Collect every line below that contains the string "mantel", and copy each one in full.

○ ○ ○ ○

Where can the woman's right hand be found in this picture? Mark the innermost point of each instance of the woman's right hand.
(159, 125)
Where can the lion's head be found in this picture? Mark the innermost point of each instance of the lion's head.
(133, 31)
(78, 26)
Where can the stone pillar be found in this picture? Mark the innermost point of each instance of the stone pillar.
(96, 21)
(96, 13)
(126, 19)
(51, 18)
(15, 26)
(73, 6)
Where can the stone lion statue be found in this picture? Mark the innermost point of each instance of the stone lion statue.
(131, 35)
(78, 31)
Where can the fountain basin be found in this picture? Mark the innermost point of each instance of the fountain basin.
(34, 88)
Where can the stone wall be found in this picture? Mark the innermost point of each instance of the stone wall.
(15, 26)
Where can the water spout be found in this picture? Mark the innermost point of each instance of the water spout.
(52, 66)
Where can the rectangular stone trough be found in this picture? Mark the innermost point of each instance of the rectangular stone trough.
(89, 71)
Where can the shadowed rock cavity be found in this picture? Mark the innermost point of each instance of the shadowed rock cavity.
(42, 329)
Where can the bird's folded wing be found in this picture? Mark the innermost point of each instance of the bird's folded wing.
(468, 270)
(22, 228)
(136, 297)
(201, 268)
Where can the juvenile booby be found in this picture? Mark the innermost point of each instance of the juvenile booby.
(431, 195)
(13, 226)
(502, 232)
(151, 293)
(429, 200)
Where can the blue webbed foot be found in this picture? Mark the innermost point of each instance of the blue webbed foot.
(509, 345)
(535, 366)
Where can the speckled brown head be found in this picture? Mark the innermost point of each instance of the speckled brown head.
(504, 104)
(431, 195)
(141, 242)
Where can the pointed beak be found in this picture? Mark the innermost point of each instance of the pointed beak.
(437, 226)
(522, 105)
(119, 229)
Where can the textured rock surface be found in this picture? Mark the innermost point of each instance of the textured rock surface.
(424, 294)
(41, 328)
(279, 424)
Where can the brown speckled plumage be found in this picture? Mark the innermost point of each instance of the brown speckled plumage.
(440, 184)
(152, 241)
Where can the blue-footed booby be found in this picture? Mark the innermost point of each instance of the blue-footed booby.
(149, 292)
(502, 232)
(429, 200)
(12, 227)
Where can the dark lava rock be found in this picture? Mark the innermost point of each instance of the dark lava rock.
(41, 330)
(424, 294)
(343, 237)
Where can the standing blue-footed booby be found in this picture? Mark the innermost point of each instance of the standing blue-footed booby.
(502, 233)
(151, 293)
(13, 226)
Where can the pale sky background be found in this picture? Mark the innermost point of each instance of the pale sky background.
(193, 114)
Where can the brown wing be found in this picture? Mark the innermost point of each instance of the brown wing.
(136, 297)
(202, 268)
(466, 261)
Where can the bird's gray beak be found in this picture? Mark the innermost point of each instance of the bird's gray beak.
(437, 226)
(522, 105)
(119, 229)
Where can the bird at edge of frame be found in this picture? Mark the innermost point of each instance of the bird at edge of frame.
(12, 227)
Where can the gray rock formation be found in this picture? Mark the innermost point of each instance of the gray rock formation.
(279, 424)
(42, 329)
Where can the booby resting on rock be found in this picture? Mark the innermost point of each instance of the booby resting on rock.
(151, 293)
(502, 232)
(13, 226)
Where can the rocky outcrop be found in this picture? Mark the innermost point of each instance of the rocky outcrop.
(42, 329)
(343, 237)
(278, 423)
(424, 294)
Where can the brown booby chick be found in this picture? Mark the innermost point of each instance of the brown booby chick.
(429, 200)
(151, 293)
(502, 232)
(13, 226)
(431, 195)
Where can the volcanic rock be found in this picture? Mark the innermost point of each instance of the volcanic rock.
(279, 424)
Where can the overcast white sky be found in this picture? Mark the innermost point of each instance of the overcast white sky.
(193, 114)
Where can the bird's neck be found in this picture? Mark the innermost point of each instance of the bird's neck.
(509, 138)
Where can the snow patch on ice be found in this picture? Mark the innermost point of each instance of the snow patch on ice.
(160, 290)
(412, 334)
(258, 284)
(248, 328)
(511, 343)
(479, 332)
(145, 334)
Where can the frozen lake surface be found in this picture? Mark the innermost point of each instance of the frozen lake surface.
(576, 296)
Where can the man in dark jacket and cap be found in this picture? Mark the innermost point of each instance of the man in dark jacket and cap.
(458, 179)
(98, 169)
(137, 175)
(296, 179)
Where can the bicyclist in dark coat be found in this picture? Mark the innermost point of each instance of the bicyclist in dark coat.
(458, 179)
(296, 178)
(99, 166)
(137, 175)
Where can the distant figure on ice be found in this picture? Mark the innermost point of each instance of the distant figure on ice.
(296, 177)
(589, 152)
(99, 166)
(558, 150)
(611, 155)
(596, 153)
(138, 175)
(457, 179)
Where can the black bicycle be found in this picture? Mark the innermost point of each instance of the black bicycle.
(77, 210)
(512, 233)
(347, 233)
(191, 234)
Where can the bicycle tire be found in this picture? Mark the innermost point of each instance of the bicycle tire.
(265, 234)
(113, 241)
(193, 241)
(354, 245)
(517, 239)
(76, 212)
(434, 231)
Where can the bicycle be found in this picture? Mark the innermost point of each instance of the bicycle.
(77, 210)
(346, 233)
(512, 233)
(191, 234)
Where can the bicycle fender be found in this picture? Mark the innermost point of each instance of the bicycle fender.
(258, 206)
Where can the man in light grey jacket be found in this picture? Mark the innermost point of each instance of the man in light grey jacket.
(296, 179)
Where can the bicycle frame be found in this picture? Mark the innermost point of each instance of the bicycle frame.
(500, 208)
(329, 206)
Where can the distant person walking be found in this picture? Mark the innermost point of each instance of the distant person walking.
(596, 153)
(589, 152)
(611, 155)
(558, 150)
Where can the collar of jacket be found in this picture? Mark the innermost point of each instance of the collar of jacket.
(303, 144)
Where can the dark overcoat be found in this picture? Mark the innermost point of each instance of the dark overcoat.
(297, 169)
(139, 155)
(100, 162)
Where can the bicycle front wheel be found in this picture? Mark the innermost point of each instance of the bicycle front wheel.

○ ○ ○ ○

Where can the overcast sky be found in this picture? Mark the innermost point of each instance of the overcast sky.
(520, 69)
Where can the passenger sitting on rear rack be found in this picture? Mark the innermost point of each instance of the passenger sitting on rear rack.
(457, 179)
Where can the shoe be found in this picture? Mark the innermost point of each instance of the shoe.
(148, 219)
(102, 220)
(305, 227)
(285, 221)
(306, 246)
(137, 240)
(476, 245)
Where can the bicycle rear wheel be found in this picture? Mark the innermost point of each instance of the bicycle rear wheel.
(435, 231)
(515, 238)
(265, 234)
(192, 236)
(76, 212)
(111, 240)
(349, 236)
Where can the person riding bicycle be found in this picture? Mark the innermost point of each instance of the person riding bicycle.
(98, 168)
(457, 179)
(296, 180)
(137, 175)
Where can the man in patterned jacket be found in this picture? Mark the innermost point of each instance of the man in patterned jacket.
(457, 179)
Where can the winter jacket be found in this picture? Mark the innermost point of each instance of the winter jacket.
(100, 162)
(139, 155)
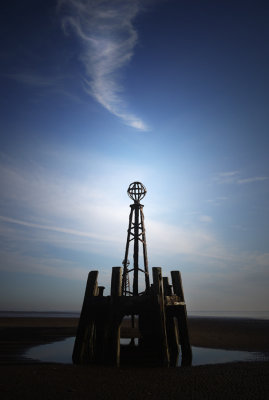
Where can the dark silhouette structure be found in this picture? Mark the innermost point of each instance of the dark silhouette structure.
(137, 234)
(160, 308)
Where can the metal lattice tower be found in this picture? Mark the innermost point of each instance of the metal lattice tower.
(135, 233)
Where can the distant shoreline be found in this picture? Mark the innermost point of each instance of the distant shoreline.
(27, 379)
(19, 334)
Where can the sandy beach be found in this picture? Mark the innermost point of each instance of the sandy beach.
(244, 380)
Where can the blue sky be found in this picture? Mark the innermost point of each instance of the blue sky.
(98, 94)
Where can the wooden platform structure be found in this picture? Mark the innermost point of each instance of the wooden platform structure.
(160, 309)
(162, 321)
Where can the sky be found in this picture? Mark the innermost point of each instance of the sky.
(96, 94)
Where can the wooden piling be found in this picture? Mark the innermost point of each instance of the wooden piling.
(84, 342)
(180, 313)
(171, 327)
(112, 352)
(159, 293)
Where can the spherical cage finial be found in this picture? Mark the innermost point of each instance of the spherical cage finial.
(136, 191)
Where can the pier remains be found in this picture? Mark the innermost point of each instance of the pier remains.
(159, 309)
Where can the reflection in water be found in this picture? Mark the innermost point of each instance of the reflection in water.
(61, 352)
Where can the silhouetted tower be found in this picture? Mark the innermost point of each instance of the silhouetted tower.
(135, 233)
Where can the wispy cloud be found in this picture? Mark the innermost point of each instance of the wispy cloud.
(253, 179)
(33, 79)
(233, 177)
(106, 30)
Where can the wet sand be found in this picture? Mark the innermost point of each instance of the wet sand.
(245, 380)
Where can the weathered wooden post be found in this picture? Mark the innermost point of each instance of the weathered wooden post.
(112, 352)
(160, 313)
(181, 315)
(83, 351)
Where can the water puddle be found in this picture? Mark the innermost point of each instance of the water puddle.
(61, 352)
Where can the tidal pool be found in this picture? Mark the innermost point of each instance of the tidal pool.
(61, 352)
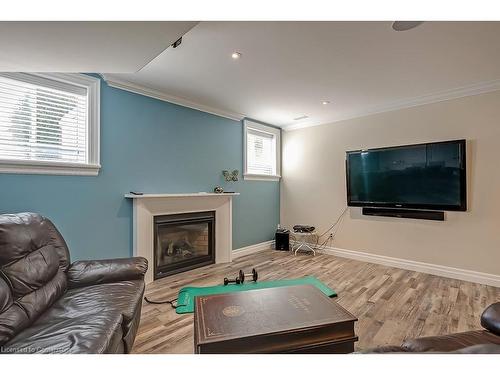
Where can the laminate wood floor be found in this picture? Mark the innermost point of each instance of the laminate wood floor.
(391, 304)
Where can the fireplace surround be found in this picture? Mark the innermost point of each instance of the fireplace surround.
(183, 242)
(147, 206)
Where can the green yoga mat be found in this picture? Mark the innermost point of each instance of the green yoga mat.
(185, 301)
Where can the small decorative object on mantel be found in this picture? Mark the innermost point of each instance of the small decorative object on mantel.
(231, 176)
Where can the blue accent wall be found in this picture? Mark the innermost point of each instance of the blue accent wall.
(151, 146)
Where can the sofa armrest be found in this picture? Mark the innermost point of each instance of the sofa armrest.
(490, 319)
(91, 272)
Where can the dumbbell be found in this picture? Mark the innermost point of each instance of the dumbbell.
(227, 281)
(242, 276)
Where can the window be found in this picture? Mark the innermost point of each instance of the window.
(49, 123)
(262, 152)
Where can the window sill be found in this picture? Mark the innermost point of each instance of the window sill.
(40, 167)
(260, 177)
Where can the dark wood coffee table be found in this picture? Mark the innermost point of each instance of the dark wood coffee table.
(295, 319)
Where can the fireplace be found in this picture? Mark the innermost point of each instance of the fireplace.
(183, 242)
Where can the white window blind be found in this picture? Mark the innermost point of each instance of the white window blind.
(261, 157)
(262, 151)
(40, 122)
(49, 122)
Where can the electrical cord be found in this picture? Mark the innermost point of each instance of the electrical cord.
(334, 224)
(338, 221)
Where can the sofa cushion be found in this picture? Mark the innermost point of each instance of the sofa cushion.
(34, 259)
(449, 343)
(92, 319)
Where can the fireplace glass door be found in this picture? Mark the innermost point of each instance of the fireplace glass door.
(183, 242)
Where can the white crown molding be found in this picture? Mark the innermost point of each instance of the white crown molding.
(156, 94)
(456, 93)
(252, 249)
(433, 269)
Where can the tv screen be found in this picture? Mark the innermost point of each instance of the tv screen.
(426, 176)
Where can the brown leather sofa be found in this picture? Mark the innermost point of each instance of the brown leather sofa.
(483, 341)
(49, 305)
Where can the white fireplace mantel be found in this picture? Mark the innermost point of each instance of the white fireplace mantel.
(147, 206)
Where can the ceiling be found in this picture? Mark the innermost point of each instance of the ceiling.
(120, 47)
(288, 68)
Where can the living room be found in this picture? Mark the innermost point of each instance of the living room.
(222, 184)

○ ○ ○ ○

Answer in full –
Where can the small decorative object on mantel be found in this picture? Mark the innermost point of each instance of the small decorative object on mantel.
Where can the white fireplace mantel be found in this picture? Mark the innermost point of each instance of the white fireplace mantel.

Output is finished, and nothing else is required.